YOUR INSTRUCTIONS: Exclude all pictures, and reproduce exactly the lines from the one containing "Query: german flag decal" through the end of the records, with nothing else added.

RECORDS SUPPLIED:
+===+
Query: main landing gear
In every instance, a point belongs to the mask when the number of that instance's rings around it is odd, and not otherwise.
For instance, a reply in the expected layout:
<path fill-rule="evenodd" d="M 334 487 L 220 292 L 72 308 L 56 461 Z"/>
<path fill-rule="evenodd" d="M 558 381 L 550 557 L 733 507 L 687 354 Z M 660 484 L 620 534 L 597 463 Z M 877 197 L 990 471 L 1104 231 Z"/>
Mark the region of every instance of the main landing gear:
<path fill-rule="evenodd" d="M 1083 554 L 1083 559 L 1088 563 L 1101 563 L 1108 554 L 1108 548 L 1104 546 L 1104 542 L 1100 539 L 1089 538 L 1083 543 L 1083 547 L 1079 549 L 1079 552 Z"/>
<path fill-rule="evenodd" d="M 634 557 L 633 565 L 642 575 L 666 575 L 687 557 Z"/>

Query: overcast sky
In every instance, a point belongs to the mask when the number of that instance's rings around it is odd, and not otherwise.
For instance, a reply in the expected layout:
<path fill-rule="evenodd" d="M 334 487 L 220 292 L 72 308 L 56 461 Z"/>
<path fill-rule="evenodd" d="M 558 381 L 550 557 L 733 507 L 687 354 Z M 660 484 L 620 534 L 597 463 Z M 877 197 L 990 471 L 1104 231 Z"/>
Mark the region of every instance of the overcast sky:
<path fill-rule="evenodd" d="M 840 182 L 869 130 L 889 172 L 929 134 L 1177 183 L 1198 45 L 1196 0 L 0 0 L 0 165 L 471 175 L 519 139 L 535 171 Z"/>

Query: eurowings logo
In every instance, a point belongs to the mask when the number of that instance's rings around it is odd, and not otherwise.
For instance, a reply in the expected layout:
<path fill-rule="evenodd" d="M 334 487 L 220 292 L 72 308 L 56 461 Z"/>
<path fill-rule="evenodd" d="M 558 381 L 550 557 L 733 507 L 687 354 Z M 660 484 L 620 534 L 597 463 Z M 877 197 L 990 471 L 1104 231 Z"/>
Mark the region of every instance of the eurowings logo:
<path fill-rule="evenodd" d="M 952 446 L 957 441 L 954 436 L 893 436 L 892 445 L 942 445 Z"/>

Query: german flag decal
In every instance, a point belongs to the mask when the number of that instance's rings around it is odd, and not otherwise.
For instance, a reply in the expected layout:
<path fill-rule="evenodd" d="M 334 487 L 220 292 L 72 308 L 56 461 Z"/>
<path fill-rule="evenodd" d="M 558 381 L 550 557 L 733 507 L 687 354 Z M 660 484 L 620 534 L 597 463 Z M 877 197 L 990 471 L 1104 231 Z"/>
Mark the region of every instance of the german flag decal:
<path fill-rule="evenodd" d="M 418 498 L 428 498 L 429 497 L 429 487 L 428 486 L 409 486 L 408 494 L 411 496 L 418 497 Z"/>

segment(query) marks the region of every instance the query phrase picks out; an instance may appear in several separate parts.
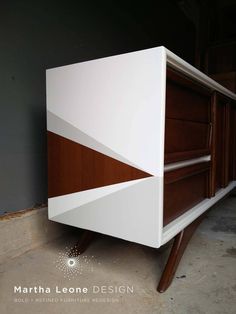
+===+
RESPONSE TO THE TASK:
Query: german flag decal
In every instance, a point belongs to the mask when the number of that instance's rings around it is odd, and not otherwise.
For instance, a reply in the expected layout:
<path fill-rule="evenodd" d="M 334 487 L 220 292 L 72 308 L 56 461 Z"/>
<path fill-rule="evenodd" d="M 558 381 L 550 557 L 733 507 L 687 354 Z M 660 484 L 620 534 L 597 463 Z M 877 197 L 990 471 L 1104 231 Z"/>
Mark the region of every instance of the german flag decal:
<path fill-rule="evenodd" d="M 418 498 L 428 498 L 429 497 L 429 487 L 428 486 L 409 486 L 408 494 L 411 496 L 418 497 Z"/>

segment(query) marks the region of every instance the query phrase picks out; an instance may appear in several separate parts.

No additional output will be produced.